• GOAL OF THE EXERCISE
Please quote the records below without any change, starting with the line that contains "Please pick out the dark seal" and going on through the last line of the records.

• RECORD EXCERPTS

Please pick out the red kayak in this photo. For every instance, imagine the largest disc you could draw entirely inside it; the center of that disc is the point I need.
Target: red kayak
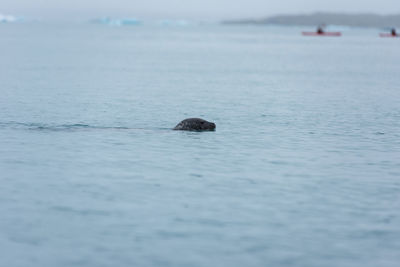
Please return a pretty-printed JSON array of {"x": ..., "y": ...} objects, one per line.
[
  {"x": 388, "y": 35},
  {"x": 322, "y": 34}
]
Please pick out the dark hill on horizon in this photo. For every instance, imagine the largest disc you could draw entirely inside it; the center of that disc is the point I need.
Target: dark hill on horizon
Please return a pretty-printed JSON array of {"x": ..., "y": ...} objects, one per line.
[{"x": 353, "y": 20}]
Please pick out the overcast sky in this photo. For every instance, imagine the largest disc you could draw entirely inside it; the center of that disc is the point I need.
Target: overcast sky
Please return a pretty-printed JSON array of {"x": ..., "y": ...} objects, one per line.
[{"x": 196, "y": 9}]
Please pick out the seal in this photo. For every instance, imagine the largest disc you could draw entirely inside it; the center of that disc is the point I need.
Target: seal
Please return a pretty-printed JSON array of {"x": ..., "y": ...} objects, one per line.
[{"x": 195, "y": 124}]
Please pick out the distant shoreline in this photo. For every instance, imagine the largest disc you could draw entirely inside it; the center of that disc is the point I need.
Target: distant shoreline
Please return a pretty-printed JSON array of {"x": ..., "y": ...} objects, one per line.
[{"x": 352, "y": 20}]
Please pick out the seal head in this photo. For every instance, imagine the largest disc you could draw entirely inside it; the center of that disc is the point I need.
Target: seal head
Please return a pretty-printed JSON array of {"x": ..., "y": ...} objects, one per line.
[{"x": 195, "y": 124}]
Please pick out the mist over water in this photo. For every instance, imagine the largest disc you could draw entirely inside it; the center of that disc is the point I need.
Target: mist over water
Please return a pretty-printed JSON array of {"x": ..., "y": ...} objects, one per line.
[{"x": 302, "y": 170}]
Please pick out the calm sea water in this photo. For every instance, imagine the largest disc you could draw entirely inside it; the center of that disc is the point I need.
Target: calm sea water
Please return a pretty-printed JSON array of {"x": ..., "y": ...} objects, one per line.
[{"x": 303, "y": 169}]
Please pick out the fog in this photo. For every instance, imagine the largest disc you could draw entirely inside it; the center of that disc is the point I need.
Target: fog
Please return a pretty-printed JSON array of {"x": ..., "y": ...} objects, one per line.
[{"x": 196, "y": 9}]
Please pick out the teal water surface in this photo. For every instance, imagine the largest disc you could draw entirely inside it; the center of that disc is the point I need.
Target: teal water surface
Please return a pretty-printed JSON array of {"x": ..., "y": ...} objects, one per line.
[{"x": 302, "y": 170}]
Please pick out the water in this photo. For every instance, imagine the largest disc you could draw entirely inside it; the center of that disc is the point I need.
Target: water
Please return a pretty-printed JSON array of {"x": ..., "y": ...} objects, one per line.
[{"x": 303, "y": 169}]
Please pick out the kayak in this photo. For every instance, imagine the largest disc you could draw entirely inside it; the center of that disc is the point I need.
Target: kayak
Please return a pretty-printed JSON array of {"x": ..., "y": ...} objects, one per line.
[
  {"x": 322, "y": 34},
  {"x": 388, "y": 35}
]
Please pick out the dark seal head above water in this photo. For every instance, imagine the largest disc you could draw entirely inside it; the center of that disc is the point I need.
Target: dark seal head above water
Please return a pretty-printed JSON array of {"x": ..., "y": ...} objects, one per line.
[{"x": 195, "y": 124}]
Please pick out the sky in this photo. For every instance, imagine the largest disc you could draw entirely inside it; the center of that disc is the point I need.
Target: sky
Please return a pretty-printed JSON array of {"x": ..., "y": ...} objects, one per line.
[{"x": 189, "y": 9}]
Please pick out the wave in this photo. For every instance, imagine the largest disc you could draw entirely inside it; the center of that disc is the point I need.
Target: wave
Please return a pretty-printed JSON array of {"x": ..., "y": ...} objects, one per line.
[
  {"x": 57, "y": 127},
  {"x": 118, "y": 22}
]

• THE REPLY
Please pick out the dark seal head above water in this photo. For every instance, imagine the largest disc you could draw entirely inside it; the center of that disc is the point I need.
Target: dark seal head above water
Please return a pretty-printed JSON array of {"x": ..., "y": ...} objects, one per line.
[{"x": 195, "y": 124}]
Please pick out the sky in this photo. For every instance, imagine the largest disc you could draw entirely inside it; the center of that disc is the point I need.
Target: sky
Please return a pretty-printed JSON array of {"x": ..., "y": ...} objects, one per line.
[{"x": 189, "y": 9}]
Please pick out the wave in this photo. For every instance, imagine the largest disc you could draw entirely inside it; the center of that disc is the point I need.
Target: wave
Please return a pretty-printed JSON array of {"x": ..., "y": ...} objects, one per line.
[
  {"x": 57, "y": 127},
  {"x": 118, "y": 22}
]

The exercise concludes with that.